Data extract section start

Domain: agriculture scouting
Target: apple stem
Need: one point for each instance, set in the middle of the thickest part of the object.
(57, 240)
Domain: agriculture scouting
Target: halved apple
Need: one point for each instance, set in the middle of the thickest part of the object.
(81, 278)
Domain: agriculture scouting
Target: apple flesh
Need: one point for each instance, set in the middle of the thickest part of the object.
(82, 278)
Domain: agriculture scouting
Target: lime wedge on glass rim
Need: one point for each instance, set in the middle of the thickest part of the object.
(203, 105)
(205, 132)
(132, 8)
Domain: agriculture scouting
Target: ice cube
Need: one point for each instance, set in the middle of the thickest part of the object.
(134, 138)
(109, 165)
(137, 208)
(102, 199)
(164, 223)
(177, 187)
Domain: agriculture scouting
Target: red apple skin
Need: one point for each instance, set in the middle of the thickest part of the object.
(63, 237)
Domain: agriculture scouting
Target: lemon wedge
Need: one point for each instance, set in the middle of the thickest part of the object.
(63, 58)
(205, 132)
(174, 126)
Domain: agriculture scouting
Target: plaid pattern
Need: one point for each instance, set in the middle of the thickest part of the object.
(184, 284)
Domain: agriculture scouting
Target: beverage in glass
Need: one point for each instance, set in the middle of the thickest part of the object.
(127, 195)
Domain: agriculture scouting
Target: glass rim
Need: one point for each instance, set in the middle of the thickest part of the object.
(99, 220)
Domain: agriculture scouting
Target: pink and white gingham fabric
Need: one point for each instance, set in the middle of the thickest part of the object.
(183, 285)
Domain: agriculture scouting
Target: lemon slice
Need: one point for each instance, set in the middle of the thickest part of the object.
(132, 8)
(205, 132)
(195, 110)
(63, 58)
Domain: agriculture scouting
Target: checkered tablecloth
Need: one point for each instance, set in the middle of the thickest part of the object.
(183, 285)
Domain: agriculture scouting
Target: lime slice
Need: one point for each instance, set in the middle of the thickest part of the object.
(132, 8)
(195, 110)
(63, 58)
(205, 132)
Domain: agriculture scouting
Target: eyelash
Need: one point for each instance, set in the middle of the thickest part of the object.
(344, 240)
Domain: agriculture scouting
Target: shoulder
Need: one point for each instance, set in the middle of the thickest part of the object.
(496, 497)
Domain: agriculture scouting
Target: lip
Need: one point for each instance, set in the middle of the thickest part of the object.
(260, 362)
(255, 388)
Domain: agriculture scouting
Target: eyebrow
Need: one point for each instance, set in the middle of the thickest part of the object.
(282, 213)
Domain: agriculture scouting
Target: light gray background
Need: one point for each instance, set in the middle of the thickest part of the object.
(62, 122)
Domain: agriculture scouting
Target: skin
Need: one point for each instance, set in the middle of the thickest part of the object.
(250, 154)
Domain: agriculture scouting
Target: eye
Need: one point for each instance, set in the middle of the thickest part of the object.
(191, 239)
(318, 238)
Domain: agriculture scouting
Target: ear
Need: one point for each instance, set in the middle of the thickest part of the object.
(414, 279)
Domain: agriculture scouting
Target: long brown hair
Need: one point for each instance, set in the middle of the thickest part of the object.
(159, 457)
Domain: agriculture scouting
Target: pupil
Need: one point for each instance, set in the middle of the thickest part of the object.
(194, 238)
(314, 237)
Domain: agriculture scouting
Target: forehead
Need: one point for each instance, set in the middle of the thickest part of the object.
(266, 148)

Data extract section end

Above are the records; retype them all without a single difference.

Result of the exercise —
Domain: agriculture scouting
Target: apple stem
Need: one point for each instance, set in the middle of the thickest part of the object.
(57, 240)
Domain: agriculture scouting
Target: halved apple
Need: one point for each instance, set in the middle of the thickest part of the object.
(81, 278)
Domain: agriculture scouting
Target: apple flesh
Need: one point for each instance, set in the middle of the thickest part of the object.
(82, 278)
Domain: agriculture scouting
Target: lime wedge on glass rim
Need: one point for each instance, set in the middle of the thickest part of the object.
(203, 105)
(205, 132)
(132, 8)
Domain: agriculture scouting
Target: ice cube
Need: one point for each instance, set in the middle of the thickest part of the object.
(134, 138)
(109, 165)
(137, 208)
(102, 199)
(164, 223)
(177, 187)
Domain: agriculture scouting
Target: red apple skin
Need: one point for each instance, set in the middle of the thickest part of the object.
(63, 237)
Domain: agriculture scouting
Target: lemon wedge
Need: one point for each instance, set in the middle of the thickest part of the object.
(63, 58)
(205, 132)
(174, 126)
Domain: agriculture scouting
Target: plaid pattern
Need: one point for each instance, set in the middle of the thickest part of the object.
(184, 284)
Domain: agriculture scouting
Target: beverage in glass
Need: one point for each instance, set in the middle of the thickest part of the object.
(127, 195)
Domain: agriculture scouting
Target: glass rim
Need: one point for each instance, set in the middle of the thickest part of the object.
(99, 220)
Domain: agriculture scouting
Target: pink and white gingham fabric
Need: one point for each instance, set in the middle of the thickest part of the object.
(183, 285)
Domain: agriculture scouting
Target: lemon slice
Need: one point for each instance, set in the middle of the thickest part of the object.
(132, 8)
(205, 132)
(195, 110)
(63, 58)
Domain: agriculture scouting
Target: checkered tablecloth
Need: one point for each instance, set in the middle of the thickest part of the object.
(183, 285)
Domain: agriculture scouting
Target: lime slice
Need: one point for each instance, set in the middle of the thickest part of the object.
(132, 8)
(195, 110)
(63, 58)
(205, 132)
Domain: agriculture scouting
Target: eyelash
Need: one point for each instance, set in the middle of the thickest part of the object.
(344, 240)
Domain: agriculture scouting
Target: shoulder
Need: one point for each instance, set in the middle of the thickest part of the object.
(496, 497)
Domain: agriculture scouting
Target: lip
Need: one point for each instance, set in the middle of the thickest part of the object.
(260, 362)
(255, 388)
Domain: agriculture scouting
Target: eyebrow
Need: one point for each instance, set in the middle of the thickest part of the object.
(282, 213)
Domain: agriculture scouting
Target: light gray background
Need: one point for each instance, set in the middle of the thickest part of the object.
(62, 122)
Domain: agriculture scouting
Target: skin
Need: one point for each instance, set in the middle of the thickest part of the object.
(250, 154)
Domain: agriculture scouting
Target: eye
Need: one point for each instance, set in the middle of the thickest part of the object.
(191, 239)
(318, 238)
Domain: agriculture scouting
Target: ear
Need: one point for each instance, set in the middle of the thickest part of the object.
(414, 279)
Domain: agriculture scouting
Target: long brown hair
Need: one point for each instance, set in the middle of the thickest part of the object.
(159, 457)
Domain: agriculture scouting
Target: pupil
Need: one point for each instance, set in the middle of the thickest part of the object.
(194, 238)
(314, 237)
Domain: agriculture scouting
Target: forehead
Need: one point for each instance, set in the middle of the thickest part of the object.
(266, 148)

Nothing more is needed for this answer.